• Data items

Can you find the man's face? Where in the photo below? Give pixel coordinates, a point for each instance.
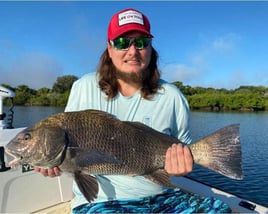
(132, 61)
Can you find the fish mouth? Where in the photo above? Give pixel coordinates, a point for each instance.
(16, 159)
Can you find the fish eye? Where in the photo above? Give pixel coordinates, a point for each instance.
(27, 136)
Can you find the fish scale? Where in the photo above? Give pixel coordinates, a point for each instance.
(93, 142)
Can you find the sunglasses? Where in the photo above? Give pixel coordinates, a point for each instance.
(123, 43)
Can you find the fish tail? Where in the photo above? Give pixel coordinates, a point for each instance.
(221, 152)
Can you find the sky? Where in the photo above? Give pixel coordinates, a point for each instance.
(206, 44)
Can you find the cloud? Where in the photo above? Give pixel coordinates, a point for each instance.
(224, 43)
(35, 70)
(209, 65)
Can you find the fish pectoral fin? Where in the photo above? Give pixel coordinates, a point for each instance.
(160, 177)
(87, 184)
(86, 157)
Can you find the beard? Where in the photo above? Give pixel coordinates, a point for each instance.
(133, 77)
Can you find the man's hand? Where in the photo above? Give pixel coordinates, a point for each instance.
(55, 171)
(179, 160)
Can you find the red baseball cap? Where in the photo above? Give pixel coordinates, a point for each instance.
(128, 20)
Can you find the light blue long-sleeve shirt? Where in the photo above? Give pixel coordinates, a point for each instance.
(167, 112)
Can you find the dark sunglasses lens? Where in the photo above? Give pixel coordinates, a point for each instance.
(121, 43)
(142, 42)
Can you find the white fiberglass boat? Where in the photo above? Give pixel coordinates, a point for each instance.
(25, 191)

• THE TASK
Quote the entries above word for word. Leave the images out.

• REPLY
Can you find the man's face? Where in the photo below? Give pixel coordinates, a point for each instance.
(132, 61)
Can you find the fish mouth? Where in the photo above? Give pixel coordinates, a point for each instance.
(16, 159)
Can you find the fish eye? Where in the photo above? Give pixel coordinates, a point for each instance.
(27, 136)
Can you find the fish scale? Where in the photo above? Give pixel coordinates, a point for each instance.
(93, 142)
Can you find the sunglasses? Where in the photo above? Give pixel coordinates, a point for each instance.
(123, 43)
Can you find the fish tail? Where in the photo above? Give pixel coordinates, a point for each instance.
(221, 152)
Can you find the sky? Where in the photo above? Give pixel coordinates, a point for each instance.
(206, 44)
Can you find the cloud? Where in the photo above? Give pixel coordinates, a point for each instance.
(224, 43)
(35, 70)
(209, 65)
Can you find the fish pectoral fin? Where in the photo above? Give pixel coordinates, a point for each instance.
(160, 177)
(87, 184)
(86, 157)
Can you find the beard? Where in the photo above? Give pixel coordinates, a point for each instance.
(133, 77)
Can you find the man's hand? Where in the photo above? Give pixel coordinates, a point for each instance.
(55, 171)
(179, 160)
Can you find the red baseball cap? Where in the photo above? Give pixel coordinates, a point for each instance.
(128, 20)
Can you find the light blue long-sleeve shirt? Where in the photo above? Give pixel coordinates, a point for each instance.
(167, 112)
Can you find the dark sunglasses lens? Where in the photo above? Give pixel coordinates, a point for each instance.
(121, 43)
(142, 42)
Can you find the white fiberglass boat? Where in the photo above? Give pixel coordinates, a point for each instance.
(25, 191)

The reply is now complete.